= Exercise prompt =
Let your answer be the line containing "hood in the photo above" and every line below it to the end of the records, copied exactly.

= Source data =
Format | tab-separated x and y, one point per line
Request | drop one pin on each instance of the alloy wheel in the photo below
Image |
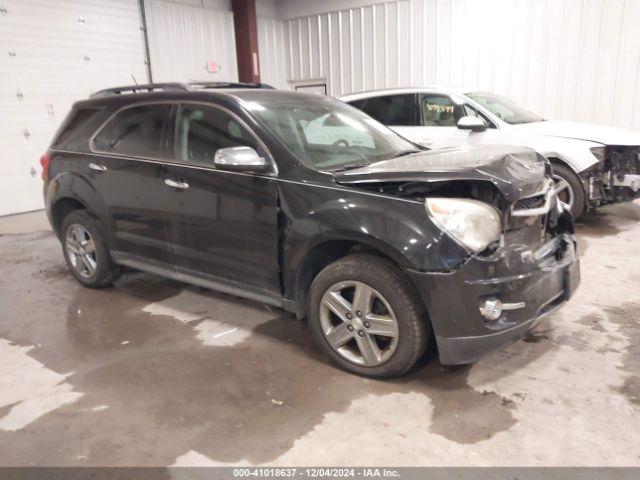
358	323
81	250
563	190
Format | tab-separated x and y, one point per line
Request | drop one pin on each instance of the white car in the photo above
593	165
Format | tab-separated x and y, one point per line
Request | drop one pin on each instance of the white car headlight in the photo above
473	224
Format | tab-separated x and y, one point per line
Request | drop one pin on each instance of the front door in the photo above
126	169
224	224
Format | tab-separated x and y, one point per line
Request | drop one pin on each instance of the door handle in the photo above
179	184
97	167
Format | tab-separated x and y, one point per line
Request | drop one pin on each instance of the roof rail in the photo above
150	87
205	85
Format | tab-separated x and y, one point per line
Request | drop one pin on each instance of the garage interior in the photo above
152	372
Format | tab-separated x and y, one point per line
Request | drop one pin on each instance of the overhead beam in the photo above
246	32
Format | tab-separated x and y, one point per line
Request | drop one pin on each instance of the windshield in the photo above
327	134
504	108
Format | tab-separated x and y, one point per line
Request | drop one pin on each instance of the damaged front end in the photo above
497	293
616	176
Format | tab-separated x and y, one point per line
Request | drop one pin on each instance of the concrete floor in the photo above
153	372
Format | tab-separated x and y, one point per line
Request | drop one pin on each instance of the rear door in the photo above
126	171
224	224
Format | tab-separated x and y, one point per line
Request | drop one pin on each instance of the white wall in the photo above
53	53
566	59
184	35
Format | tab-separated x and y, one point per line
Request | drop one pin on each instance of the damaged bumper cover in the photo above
616	178
535	282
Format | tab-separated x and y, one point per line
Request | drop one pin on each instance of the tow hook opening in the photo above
491	308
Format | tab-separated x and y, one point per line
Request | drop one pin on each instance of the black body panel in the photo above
516	171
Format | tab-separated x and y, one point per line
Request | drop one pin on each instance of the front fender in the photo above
398	228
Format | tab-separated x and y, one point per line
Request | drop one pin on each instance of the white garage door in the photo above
54	52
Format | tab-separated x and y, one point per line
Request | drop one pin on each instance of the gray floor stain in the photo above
168	393
626	317
593	321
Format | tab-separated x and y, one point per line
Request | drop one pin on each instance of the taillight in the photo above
45	160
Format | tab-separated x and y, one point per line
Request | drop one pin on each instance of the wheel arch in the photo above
558	160
63	207
327	251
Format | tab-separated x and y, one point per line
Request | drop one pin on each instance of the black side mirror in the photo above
240	159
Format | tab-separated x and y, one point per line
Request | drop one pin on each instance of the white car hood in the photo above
580	131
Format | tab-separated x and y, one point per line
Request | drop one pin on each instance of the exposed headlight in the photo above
599	152
473	224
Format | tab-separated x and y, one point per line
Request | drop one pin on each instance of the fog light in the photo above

= Solution to the exercise =
Request | drop one pin on each instance of the white car hood in the photo above
580	131
Format | tab-separated x and y, one point per line
Request | drop one pin on each instance of the exposed headlight in the photo above
599	152
473	224
Format | tab-separated x and y, one point per line
Request | drop one pin on each instance of the fog light in the photo above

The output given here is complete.